The exercise:
Your task is to print the material below exactly as presented.

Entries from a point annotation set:

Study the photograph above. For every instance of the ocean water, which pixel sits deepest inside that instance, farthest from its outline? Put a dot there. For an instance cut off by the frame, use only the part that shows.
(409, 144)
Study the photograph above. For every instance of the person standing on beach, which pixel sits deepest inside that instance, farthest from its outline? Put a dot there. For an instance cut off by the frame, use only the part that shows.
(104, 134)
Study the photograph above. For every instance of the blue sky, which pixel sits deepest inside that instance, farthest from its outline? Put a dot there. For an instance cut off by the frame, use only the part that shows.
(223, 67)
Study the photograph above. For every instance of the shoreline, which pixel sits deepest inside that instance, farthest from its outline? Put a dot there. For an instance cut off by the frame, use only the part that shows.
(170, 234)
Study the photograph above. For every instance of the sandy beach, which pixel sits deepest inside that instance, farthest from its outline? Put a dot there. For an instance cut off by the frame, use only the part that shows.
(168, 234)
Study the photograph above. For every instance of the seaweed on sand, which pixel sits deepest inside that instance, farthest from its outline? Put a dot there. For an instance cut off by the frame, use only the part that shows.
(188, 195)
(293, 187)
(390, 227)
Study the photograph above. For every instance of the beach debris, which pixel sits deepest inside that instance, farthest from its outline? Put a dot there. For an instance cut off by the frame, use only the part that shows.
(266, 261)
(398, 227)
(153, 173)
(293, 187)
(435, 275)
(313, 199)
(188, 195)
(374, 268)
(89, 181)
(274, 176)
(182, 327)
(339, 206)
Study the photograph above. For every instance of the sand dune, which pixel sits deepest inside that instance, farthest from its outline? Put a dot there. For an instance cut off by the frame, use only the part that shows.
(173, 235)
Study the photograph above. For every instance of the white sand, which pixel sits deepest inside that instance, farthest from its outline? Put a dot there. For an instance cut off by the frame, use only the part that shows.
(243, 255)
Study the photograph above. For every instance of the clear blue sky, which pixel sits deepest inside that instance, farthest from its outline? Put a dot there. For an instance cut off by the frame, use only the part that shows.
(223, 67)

Finished task:
Study the photograph above. For every instance of the ocean water, which pixel sits deepest inside that instance, farthest from its outline? Put a dot there. For an instance cut off by the frame, use only the part that shows.
(409, 144)
Study the photograph above. For every instance of the person standing on beach, which pixel sits deepest inside that instance, farthest from its outline? Put a dot there. For an instance cut off by the frame, use only the part that shows.
(104, 134)
Study the photograph above. For every instance of the blue sky, which pixel sits deepest inside that instance, farthest from its outline? Put a dot there. For an instance cut off by the frame, use only the part that shows.
(223, 67)
Study the photograph above. For every instance of the shoreline, which pixel sits deepest inside that instance, farthest from its outline? Put a dot there. For an instance cut off by the frame, use only the part that shows.
(170, 234)
Study the photograph above. For every instance of the sandy beach, which pixel sits deepest inside that instance, farthest from its outline? Put a dot there. For an instance cut off by the frame, use only the part that shows.
(168, 234)
Study the photograph above. For every instance of the seaweed on sand, which pixel sits deepest inside that instance, farthest from its outline? Put a dot there. For an instance cut off by the frame, use only the part that shows.
(188, 195)
(293, 187)
(390, 227)
Study the photograph above. For every instance of the beach debris, which pixel sits deepest inside that instance, farthest from its outline? Put a dot there. For an instance cut off by the frame, use only the part that shows.
(266, 261)
(398, 227)
(153, 173)
(293, 187)
(435, 275)
(313, 199)
(188, 195)
(374, 268)
(89, 181)
(274, 176)
(182, 327)
(339, 206)
Study the photograph above. For every instance of the sand dune, which pixel sits deepest inside that instance, farthest from its outline? Put a dot there. For an instance cut off by the frame, use only the part that shows.
(173, 235)
Study the photograph above. For every instance of the white sand, which pixel sits deepest inside that instance, farthest from its outline? Put a dot there. For an instance cut off by the frame, use only the part that shows.
(243, 255)
Study the photograph above. For every instance of the clear blue sky, which pixel sits deepest inside that instance, farthest from its outline? Put a dot there. For an instance cut off by the frame, use only the part that shows.
(223, 67)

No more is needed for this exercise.